◆ **Vorgegebener Text**
##########

# QuickInfo mit Grafik?



## subzero (8. September 2003)

Guten tag werte HTML Feaks, JAVA Leute und PHP Experten...

Fangen wir langsam an:
Man erstellt einen Link z.B. auf einer Grafik. Wenn man jetzt allerdings die Maus im IE (ab 4.0) über diesen Link hält, erscheint kurz darauf eine Anzeige (z.B. der name des Bildes).

Ich habe bei der vorletzten Version von fli7e, mitlerweile heißt er x-Pandable ( http://www.x-pandable.com ), gesehn das er anstadt diesen Text (mit Gelben Hintergrund) Grafiken mit einem Text eingefügt hat.

So meine Fragen darauf hin lauten jetzt: 
Kann ich das auch?
Was muss ich dafür benutzen (HTML / DHTML / PHP / JAVA) ?
Wie geht das ?


Schonmal ein danke schön an alle die einen Hilfreichen Beitrag leisten.


----------



## Gumbo (8. September 2003)

In gewissen Kreisen wird soetwas als "tooltip" bezeichnet und wird mit Javascript -- die Betonung liegt auf Java_script_ -- gesteuert, wie z.B. dieser auf:
&nbsp;&nbsp;» twinhelix.com


----------



## Andreas Gaisbauer (9. September 2003)

##########

◆ **Rohdaten**
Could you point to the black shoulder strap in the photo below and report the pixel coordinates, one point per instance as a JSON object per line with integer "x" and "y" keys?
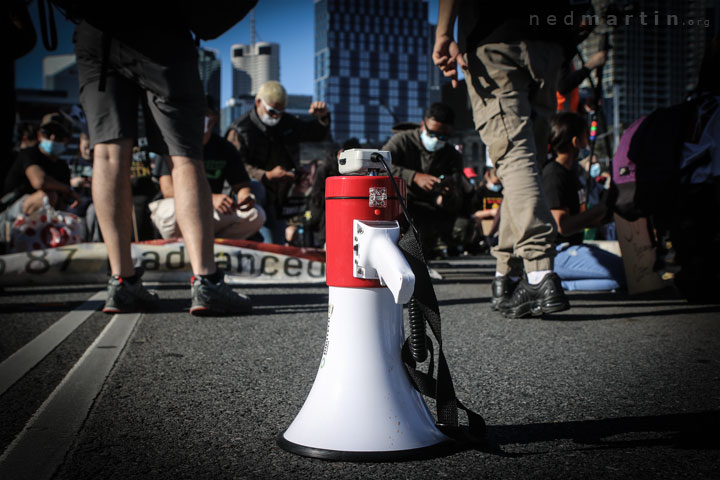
{"x": 47, "y": 21}
{"x": 440, "y": 389}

##########

◆ **Gestellte Aufgabe A**
Übertragen Sie aus dem Forenthread über QuickInfos mit Grafik den Abschnitt, der mit "So meine Fragen" beginnt und bis einschließlich "Gumbo (8. September 2003)" reicht.
◆ **Gestellte Aufgabe B**
Beantworten Sie anhand des Forenthreads über QuickInfos mit Grafik die folgenden Fragen.
(i) Ab welcher Version des IE erscheint laut subzero die Anzeige über einem Link?
(ii) Wie heißt fli7e inzwischen?
(iii) Mit welcher Sprache wird ein solcher Tooltip laut Gumbo gesteuert?
◆ **Gestellte Aufgabe C**
Führen Sie den Forenthread über QuickInfos mit Grafik nach seiner letzten Zeile fort.
Die Auflistung ist eigenständiges Material und gehört nicht zum Forenthread über QuickInfos mit Grafik.

◆ **Richtige Antwort A**
So meine Fragen darauf hin lauten jetzt: 
Kann ich das auch?
Was muss ich dafür benutzen (HTML / DHTML / PHP / JAVA) ?
Wie geht das ?


Schonmal ein danke schön an alle die einen Hilfreichen Beitrag leisten.


----------



## Gumbo (8. September 2003)

◆ **Richtige Antwort B**
(i) Ab Version 4.0.
(ii) x-Pandable.
(iii) Mit Javascript.

◆ **Richtige Antwort C**
Hallo,

Gumbo hat dir ja schon einen guten Link zum Thema gegeben. Das Prinzip hinter den "Tooltips" ist eigentlich relativ simpel. Über einem MouseOver Event wird einen Ebene eingeblendet - der Text bzw der Inhalt der Layer ist beliebig, also nicht blos Text und Bilder... Der Inhalt  kann natürlich über 1000 Arten in den Layer geschrieben weden. OnMouseOut wird der Layer einfach wieder ausgeblendet... mehr steckt da nicht dahinter...

Das "Gelbe Infofenster" das du ansprichst, ist eingentlich eine Fehlinterpretation vom Browser. Das ist "nur" der Text des Alt Tags - dieser sollte aber nur als Alternative zum BIld angezeigt werden...


bye


----------



## subzero (9. September 2003)

JO!

Astreine Antworten... Das problem wird jetzt sein das ich dort durchsteigen muss 
Danke sehr ..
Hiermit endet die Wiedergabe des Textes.